On 02/15, Cyrill Gorcunov wrote:
>
> On Wed, Feb 15, 2012 at 05:22:22PM +0100, Oleg Nesterov wrote:
> >
> > > So I don't understand how it's different from what
> > > is provided in this patch. What I'm missing?
> >
> > environ_read() does
> >
> > 	mm = mm_access(task);
> > 	if (mm)
> > 		do_something(mm);
> >
> > even if it races with, say, execve(setuid_app) we can't read the
> > new ->mm.
>
> Wait, I'm confused
>
> 	process 1 (reader)	process 2 ("task" itself)
> 	mm = mm_access(task);
> 				task changes own credentials
> 				so reader can't access on next
> 				read if it would try, but since
> 				access already granted... it
> 				continues do_something(mm)
> 	if (mm)
- - -
LIST OF TASKS:
A. Quote the mm_access email exchange word for word, starting at "On 02/15, Cyrill" and ending at "What I'm missing?".
B. Write what comes next in the mm_access email exchange, picking up right after its final line.
- - -
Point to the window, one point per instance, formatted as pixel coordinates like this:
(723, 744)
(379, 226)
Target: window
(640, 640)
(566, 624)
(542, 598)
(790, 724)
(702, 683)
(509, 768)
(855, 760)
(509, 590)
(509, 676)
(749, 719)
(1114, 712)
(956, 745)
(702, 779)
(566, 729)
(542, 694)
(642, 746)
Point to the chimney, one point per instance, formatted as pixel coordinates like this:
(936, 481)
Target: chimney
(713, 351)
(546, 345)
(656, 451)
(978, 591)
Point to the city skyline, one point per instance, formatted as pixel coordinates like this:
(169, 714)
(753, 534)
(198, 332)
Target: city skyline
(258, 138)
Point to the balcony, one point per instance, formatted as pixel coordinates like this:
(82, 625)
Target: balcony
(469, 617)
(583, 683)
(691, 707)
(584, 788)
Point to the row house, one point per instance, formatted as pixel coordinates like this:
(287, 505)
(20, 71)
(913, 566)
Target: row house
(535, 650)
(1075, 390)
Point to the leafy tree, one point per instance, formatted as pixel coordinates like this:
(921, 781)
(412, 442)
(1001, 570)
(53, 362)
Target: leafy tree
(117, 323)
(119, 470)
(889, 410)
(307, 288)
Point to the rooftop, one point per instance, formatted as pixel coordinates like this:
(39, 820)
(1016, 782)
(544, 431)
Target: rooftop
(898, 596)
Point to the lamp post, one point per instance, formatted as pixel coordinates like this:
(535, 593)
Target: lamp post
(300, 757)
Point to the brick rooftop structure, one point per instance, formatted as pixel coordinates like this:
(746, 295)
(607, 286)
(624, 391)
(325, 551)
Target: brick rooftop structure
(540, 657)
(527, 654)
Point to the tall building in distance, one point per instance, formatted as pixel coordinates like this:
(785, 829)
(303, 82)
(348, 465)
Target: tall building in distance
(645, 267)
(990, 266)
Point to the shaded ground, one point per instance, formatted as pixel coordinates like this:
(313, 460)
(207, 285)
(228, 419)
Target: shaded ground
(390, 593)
- - -
THE REPLIES:
A.
On 02/15, Cyrill Gorcunov wrote:
>
> On Wed, Feb 15, 2012 at 05:22:22PM +0100, Oleg Nesterov wrote:
> >
> > > So I don't understand how it's different from what
> > > is provided in this patch. What I'm missing?

B.
> 		do_something(mm);
>
> So in the patch I tried the same, once access is granted it
> belongs to a caller.

See the "execve(setuid_app)", this is what I meant. Even if we
race with execve() and the task raises its privileges we can't
read the new ->mm, we will read the old mm for which we have
(had) the rights to access.

> > while your code (very roughly) does something like
> >
> > 	mm = mm_access(task);
> > 	if (mm)
> > 		do_something(task->mm);
> >
> > while it is quite possible that mm != task->mm.
>
> Oleg, could you please explain me where it happens
> that task->mm (I've got access to) will be changed
> to some new -mm while I'm inspecting it.

Cough... this is question I am trying to ask ;)

Let me try again. To simplify, lets discuss the KCMP_VM case
only.

I do not really understand why do we need ptrace_may_access().
I do not see any security problems with kcmp_ptr(task->mm), but
I am not expert.

However, you added this check so I assume you have some reason.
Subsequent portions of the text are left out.